Region pointing data
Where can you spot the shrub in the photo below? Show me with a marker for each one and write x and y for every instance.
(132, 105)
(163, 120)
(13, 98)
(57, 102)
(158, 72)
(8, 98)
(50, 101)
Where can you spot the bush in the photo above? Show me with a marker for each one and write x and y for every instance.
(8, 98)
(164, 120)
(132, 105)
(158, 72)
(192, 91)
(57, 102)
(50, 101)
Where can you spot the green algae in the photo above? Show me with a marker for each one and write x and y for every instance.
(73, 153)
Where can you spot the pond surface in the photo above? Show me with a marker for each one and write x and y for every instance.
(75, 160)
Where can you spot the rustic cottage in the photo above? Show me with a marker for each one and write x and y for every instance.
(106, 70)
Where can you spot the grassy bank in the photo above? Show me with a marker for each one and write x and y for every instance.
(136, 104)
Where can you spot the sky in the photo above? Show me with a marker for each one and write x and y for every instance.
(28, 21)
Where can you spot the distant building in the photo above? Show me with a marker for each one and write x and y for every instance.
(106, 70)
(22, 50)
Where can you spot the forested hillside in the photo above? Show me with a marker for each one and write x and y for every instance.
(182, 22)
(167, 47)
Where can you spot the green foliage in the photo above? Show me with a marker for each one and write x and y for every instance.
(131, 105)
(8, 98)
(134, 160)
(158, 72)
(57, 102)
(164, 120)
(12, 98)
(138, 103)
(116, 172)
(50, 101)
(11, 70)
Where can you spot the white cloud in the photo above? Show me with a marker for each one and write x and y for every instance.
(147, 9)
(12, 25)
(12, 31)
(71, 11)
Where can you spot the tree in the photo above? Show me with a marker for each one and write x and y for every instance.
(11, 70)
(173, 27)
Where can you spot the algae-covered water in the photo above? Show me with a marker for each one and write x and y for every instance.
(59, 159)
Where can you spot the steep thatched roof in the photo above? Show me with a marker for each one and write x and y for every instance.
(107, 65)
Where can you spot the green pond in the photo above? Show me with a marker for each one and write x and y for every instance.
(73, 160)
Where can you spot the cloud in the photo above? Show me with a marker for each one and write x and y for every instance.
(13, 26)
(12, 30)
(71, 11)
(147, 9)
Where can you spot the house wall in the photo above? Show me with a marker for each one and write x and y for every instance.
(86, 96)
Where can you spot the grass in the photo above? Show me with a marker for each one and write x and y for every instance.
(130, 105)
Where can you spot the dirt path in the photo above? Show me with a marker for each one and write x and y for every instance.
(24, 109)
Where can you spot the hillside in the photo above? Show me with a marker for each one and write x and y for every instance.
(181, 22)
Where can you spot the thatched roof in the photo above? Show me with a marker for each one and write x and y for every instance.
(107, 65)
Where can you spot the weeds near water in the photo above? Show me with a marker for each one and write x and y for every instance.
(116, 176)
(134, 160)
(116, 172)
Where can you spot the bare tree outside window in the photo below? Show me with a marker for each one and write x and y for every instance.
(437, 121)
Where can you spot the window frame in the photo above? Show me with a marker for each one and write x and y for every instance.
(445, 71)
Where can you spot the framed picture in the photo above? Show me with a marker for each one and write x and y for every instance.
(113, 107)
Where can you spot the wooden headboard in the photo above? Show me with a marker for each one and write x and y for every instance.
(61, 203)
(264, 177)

**TASK STATEMENT**
Print all the entries exactly as written.

**ANSWER**
Where can you spot the shrub in the photo below? Show me with a marker for each one and write x and y for every instance.
(132, 105)
(163, 120)
(13, 98)
(57, 102)
(158, 72)
(8, 98)
(50, 101)
Where can you spot the bush in the photo above? Show me with a marker for each one and write x and y for every instance.
(8, 98)
(164, 120)
(132, 105)
(158, 72)
(192, 91)
(57, 102)
(50, 101)
Where can you spot the green algae in the photo above? Show me with a marker for each one and write x and y for every instance.
(73, 153)
Where can you spot the pond surface in the photo above? Show me with a marker for each one and write x and y for every instance.
(75, 160)
Where can you spot the rustic cottage in the photo above? Show me with a marker for each one and write x and y for every instance.
(106, 70)
Where can you spot the grassy bank in the photo above? Show me with a marker for each one and write x and y for every instance.
(136, 104)
Where can you spot the sky in the photo above? Show me with a marker for each one and write x and y for every instance.
(28, 21)
Where can you spot the distant building in the photo above? Show me with a marker for each one and write x and y for every instance.
(106, 70)
(22, 50)
Where can you spot the forested hillside in the photo above? Show me with a marker for each one and write x and y for every instance.
(182, 22)
(167, 47)
Where can you spot the green foliage in the photo above? Show me with a marker for each one and write x and y for every instance.
(131, 105)
(8, 98)
(134, 160)
(158, 72)
(57, 102)
(164, 120)
(12, 98)
(138, 103)
(116, 172)
(50, 101)
(11, 70)
Where can you spot the white cloud in the photo above? Show me with a marker for each one and write x and y for every instance.
(147, 9)
(12, 25)
(12, 31)
(71, 11)
Where can you spot the tree in the photo above? Show me with a marker for each one and write x and y for every instance.
(11, 70)
(173, 27)
Where can you spot the algae-covered water in the photo above? Show me with a marker for each one and write x and y for every instance.
(59, 159)
Where can you spot the steep thatched roof in the photo above? Show me with a marker for each one and write x and y for every instance.
(107, 65)
Where can you spot the green pond in the photo above? Show me with a marker for each one and write x and y for every instance.
(73, 160)
Where can you spot the cloud in the photo above? Show me with a marker for each one and write x and y for every instance.
(13, 26)
(12, 30)
(71, 11)
(147, 9)
Where can you spot the house wall in the photo above? Show me with a marker for each one and write x and y for every instance.
(86, 96)
Where can you spot the grass in the photo above? Show me with a marker for each one and write x and y for every instance.
(130, 105)
Where can you spot the dirt path in the photo above? Show me with a marker for each one and write x and y for every instance.
(24, 109)
Where can you spot the hillside in the photo above? Show me with a marker for each one and write x and y for every instance.
(181, 22)
Where can you spot the thatched roof in the photo above? Show me with a marker for each one and write x and y for every instance.
(107, 65)
Where can you spot the weeds near water in the photo above? Show me with a marker for each one and write x and y for every instance.
(116, 176)
(134, 160)
(116, 172)
Where can you spot the bare tree outside window in the photo below? Show me with a marker for each one and write x and y for every instance.
(437, 121)
Where can you spot the window frame in the photo above? Show me with a marker for each one and write x and y for every instance.
(445, 71)
Where can you spot the framed picture in the photo above? Show me with a marker for each one and write x and y for every instance.
(113, 107)
Where can you spot the wooden headboard in the photo above? Show me with a marker for each one and write x and y for every instance.
(61, 203)
(264, 177)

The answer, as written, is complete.